Repeat everything in the material exactly.

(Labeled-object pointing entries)
_____
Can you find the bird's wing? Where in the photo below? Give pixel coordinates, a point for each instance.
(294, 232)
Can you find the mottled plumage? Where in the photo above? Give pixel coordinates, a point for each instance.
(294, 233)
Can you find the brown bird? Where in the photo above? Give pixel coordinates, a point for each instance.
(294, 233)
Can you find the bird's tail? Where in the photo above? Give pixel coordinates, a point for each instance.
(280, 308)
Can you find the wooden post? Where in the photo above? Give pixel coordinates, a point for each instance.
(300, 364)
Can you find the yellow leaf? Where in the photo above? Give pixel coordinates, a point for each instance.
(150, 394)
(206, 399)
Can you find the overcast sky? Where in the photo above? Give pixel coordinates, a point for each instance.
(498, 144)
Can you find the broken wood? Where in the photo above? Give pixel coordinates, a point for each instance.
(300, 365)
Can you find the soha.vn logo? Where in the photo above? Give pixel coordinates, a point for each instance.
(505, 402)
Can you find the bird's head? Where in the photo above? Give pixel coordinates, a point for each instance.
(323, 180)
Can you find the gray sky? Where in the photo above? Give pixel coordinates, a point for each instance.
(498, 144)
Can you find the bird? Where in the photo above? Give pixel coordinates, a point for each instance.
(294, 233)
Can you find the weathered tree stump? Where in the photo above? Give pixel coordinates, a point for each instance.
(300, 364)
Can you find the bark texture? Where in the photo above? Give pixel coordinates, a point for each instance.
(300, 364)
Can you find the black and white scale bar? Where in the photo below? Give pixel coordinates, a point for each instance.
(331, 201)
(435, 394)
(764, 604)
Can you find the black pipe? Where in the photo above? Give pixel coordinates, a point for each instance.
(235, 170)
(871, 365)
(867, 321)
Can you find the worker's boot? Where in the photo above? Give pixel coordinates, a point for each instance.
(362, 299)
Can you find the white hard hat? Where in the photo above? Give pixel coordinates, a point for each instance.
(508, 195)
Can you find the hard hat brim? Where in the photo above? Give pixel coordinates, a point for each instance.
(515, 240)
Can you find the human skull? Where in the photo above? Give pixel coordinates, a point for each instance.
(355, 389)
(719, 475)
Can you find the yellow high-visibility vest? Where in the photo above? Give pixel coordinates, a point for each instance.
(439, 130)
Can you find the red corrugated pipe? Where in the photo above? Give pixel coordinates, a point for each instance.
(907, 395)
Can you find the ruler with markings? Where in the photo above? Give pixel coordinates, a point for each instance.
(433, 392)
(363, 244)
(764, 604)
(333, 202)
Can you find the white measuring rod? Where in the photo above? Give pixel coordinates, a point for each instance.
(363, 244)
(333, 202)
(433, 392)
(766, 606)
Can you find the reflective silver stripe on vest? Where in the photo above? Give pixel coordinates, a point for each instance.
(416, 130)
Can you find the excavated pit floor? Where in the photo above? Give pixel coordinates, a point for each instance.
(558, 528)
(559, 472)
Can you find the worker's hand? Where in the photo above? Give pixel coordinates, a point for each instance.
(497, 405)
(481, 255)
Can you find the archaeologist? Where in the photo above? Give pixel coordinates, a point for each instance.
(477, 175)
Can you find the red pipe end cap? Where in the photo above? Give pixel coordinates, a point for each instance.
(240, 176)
_____
-- Answer in full --
Can you find the bird's wing? Where in the photo below? Give pixel coordinates, a point for each instance.
(294, 232)
Can you find the mottled plumage? Where in the photo above? Give pixel coordinates, a point for each instance.
(294, 233)
Can you find the brown bird? Where in the photo above? Give pixel coordinates, a point for each instance.
(294, 233)
Can you find the bird's tail? Where in the photo above? Give pixel coordinates, a point for each instance.
(280, 308)
Can you find the wooden post? Where in the photo above? Give pixel coordinates, a point for each instance.
(300, 364)
Can you find the yellow leaf? Where in the photo above? Give pixel coordinates, a point for each instance.
(150, 394)
(206, 399)
Can you find the overcast sky? Where in the photo above? Give pixel coordinates, a point for each instance.
(498, 144)
Can you find the broken wood? Where in the photo above? Give pixel coordinates, a point for each instance.
(300, 365)
Can you find the soha.vn logo? Where in the photo above? Give pixel coordinates, a point for each instance.
(505, 402)
Can you find the bird's head? Where in the photo above? Give pixel coordinates, a point for each instance.
(323, 180)
Can you find the gray sky? Where in the photo above? Give pixel coordinates, a point for each instance.
(498, 144)
Can you find the bird? Where in the photo above? Give pixel coordinates, a point for each instance.
(294, 233)
Can you find the weathered tree stump? Where in the photo above? Give pixel coordinates, a point for each instance.
(300, 364)
Can you find the bark texture? Where in the photo above? Give pixel coordinates, a point for each instance.
(300, 364)
Can you find the black and white scale bar? Where in the photo below? Give pixel coordinates, a point for each instance.
(331, 201)
(435, 394)
(764, 604)
Can you find the black pipe? Where in the photo above? Give pixel coordinates, a point for each instance.
(235, 170)
(871, 365)
(867, 321)
Can you find the worker's boot? Where in the photo above? Give pixel coordinates, a point for each instance.
(362, 299)
Can you find the white hard hat? Where in the photo above? Give pixel coordinates, a point for each instance.
(508, 195)
Can you find the hard hat brim? Where in the photo above? Give pixel coordinates, a point for each instance.
(515, 240)
Can you find the human skull? Where in the photo above? Give pixel coordinates, a point for each instance.
(355, 389)
(719, 475)
Can you find the yellow high-visibility vest? Where in the photo above? Give pixel coordinates, a point for each instance.
(439, 130)
Can you find the red corrugated pipe? Where in the photo above? Give pixel coordinates, a point for each instance.
(907, 395)
Can you find the ruler with markings? Where in the photo above? Give pixel coordinates, a point for each instance.
(433, 392)
(363, 244)
(764, 604)
(333, 202)
Can you find the white measuring rod? Where in the photo above? Give pixel coordinates, a point for each instance.
(363, 244)
(333, 202)
(433, 392)
(766, 606)
Can you find the reflective silver stripe on vest? Where in the photo above? Give pixel coordinates, a point for each instance.
(416, 130)
Can you find the excavated pit floor? Where in the photo above? Give pixel coordinates, a point for each instance.
(558, 528)
(559, 472)
Can you find the worker's hand? Where in the photo above? Give pixel coordinates, a point for each instance.
(497, 405)
(481, 255)
Can you find the archaeologist? Where in the photo above? Give pixel coordinates, a point for each instance.
(477, 175)
Can you find the red pipe end cap? Where in the photo above? Give pixel coordinates, a point for each instance.
(240, 176)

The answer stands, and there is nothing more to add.